* [The request]: Select each line in the entries below that contains the word "distant", and copy those lines.
········
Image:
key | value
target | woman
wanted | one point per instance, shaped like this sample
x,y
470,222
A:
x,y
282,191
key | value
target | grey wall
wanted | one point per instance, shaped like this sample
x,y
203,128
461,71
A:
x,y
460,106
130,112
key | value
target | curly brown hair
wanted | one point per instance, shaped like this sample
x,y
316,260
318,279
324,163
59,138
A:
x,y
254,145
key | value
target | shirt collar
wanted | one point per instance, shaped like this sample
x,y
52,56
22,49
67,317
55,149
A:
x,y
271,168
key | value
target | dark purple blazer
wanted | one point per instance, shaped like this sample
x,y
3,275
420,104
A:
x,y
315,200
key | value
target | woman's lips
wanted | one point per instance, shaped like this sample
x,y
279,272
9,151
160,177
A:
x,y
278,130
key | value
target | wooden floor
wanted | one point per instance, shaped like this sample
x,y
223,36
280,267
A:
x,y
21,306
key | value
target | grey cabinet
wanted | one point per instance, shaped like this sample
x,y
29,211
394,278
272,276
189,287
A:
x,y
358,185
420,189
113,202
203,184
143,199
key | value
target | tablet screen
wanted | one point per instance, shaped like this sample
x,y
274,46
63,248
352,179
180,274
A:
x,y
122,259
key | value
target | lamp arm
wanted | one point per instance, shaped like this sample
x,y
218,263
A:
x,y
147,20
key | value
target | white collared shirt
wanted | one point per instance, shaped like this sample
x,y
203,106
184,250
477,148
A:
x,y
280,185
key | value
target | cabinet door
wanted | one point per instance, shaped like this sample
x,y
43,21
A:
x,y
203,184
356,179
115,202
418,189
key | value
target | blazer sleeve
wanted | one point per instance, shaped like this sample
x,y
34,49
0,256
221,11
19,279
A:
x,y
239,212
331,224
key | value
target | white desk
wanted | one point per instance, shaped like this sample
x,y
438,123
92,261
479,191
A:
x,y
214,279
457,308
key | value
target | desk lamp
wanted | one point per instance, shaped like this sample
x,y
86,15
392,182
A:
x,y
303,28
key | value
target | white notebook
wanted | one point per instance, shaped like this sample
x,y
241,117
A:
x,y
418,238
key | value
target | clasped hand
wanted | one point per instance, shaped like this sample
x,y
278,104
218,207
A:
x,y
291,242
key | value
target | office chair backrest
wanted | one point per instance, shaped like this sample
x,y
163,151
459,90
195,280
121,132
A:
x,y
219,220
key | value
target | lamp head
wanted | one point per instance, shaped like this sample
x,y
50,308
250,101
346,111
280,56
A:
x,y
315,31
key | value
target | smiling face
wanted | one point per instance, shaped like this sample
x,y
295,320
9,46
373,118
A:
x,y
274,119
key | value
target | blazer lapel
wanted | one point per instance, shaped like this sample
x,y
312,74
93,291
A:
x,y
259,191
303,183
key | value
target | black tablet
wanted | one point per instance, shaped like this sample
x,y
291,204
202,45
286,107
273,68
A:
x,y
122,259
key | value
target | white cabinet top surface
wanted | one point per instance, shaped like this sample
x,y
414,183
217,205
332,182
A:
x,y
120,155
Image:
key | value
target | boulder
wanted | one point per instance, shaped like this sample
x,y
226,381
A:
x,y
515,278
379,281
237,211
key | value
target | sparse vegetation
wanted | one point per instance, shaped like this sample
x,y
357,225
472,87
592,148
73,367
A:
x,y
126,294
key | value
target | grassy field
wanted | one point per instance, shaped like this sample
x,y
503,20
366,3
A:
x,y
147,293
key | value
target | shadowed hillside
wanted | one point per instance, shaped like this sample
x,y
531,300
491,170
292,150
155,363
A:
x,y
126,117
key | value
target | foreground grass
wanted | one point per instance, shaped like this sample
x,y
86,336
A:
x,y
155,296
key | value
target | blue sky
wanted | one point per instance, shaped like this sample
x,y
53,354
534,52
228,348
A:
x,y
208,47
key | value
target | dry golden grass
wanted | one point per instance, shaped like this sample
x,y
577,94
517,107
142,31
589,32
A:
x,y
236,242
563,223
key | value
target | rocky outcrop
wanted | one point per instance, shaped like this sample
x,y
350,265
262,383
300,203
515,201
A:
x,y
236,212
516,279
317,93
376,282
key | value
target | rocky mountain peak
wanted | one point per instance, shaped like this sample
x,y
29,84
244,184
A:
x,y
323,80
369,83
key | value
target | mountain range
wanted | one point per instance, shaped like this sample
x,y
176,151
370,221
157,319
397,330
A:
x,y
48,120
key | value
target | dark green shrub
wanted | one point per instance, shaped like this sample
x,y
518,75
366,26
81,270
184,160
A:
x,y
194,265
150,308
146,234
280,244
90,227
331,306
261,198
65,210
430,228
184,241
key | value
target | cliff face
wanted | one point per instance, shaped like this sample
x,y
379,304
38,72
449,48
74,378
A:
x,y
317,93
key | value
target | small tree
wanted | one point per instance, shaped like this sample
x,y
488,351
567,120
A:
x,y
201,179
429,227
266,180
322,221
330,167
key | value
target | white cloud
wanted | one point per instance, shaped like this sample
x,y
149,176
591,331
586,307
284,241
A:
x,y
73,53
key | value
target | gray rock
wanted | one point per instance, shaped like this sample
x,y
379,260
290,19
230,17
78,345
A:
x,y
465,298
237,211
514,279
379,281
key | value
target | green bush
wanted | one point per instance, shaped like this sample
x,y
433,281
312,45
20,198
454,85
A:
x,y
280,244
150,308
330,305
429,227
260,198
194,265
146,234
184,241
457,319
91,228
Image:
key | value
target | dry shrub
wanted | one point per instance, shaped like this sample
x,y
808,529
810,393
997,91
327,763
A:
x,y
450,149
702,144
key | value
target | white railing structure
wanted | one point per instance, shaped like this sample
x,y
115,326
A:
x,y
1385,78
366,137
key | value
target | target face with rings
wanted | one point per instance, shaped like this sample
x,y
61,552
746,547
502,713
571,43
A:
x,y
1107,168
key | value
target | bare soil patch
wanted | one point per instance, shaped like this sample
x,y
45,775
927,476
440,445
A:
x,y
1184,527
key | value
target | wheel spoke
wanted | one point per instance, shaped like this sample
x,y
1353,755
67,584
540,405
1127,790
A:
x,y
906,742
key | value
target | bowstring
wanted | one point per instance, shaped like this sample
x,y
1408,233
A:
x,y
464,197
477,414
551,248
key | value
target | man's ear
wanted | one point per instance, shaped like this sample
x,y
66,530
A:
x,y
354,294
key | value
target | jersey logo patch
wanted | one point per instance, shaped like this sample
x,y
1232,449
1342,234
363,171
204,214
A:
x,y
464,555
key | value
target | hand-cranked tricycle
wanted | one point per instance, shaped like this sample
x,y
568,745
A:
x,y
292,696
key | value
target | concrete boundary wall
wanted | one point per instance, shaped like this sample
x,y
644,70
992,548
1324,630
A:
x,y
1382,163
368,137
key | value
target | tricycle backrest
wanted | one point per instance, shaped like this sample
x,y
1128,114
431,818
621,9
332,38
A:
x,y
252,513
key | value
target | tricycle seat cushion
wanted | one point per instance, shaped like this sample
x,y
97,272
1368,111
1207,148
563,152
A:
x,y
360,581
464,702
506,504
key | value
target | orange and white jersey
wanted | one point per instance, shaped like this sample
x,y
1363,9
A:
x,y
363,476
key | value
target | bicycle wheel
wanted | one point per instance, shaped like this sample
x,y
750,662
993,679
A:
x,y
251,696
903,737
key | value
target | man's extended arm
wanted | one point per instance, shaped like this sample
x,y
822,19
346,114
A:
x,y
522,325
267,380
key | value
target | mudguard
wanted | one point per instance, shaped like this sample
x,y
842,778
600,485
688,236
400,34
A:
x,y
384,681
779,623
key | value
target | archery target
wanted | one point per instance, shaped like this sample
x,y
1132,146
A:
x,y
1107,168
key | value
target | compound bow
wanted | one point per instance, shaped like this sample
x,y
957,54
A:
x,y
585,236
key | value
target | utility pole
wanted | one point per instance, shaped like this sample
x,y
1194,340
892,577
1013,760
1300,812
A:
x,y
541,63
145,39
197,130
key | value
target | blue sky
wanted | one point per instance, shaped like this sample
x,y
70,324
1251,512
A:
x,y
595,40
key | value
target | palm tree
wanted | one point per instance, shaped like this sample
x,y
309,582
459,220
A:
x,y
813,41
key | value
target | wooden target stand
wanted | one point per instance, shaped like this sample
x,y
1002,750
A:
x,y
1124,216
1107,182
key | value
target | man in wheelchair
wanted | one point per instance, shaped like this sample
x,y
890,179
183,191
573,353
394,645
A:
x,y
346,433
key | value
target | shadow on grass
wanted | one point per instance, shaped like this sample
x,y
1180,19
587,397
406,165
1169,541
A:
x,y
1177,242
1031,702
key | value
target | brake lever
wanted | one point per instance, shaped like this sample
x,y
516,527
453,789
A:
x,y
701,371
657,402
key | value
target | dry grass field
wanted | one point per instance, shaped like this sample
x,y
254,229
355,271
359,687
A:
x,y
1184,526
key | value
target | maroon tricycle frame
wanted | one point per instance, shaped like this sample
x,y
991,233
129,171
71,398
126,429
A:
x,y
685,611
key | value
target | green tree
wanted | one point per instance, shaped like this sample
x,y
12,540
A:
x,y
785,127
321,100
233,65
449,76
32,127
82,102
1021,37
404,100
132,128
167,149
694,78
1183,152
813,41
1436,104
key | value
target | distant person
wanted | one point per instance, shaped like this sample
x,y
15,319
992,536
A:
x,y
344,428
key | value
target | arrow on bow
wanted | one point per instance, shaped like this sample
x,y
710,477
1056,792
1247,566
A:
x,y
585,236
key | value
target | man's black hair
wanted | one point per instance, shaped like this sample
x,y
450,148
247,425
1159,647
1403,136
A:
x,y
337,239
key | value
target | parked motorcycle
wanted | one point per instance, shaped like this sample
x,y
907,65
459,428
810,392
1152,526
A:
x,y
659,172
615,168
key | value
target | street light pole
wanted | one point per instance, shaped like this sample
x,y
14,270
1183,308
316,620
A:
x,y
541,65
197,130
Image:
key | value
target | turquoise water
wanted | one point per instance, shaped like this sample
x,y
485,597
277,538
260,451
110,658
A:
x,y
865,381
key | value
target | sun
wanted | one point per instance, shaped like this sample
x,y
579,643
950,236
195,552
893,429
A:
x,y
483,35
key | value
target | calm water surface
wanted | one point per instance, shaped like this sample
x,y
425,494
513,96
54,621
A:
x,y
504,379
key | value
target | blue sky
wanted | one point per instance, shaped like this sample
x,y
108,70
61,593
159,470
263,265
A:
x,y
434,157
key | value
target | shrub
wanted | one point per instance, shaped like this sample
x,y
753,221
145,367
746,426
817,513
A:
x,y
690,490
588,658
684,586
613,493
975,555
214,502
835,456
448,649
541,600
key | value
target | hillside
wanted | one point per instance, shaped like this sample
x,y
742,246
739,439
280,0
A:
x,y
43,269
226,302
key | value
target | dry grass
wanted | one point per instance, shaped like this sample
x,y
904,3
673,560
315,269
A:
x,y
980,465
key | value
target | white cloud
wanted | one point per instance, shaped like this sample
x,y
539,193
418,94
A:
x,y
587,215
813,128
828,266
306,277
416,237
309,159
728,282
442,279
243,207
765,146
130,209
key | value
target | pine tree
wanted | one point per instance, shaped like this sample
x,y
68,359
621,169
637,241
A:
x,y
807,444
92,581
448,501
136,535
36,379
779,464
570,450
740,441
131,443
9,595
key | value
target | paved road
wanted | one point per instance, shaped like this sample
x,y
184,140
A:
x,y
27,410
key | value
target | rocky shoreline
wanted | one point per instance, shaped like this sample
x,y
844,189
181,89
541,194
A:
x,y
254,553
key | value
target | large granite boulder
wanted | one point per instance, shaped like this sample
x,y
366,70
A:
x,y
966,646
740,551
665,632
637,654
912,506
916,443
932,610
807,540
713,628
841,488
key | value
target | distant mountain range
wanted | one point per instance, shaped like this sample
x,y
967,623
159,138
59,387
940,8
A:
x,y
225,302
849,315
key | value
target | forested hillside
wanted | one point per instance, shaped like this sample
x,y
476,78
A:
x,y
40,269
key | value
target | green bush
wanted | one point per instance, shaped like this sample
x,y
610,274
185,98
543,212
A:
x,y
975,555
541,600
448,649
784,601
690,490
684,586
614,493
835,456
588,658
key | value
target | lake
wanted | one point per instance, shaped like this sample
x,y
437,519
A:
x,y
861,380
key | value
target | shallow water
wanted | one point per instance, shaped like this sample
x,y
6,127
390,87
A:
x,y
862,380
········
* [The solution]:
target | distant person
target | distant mountain range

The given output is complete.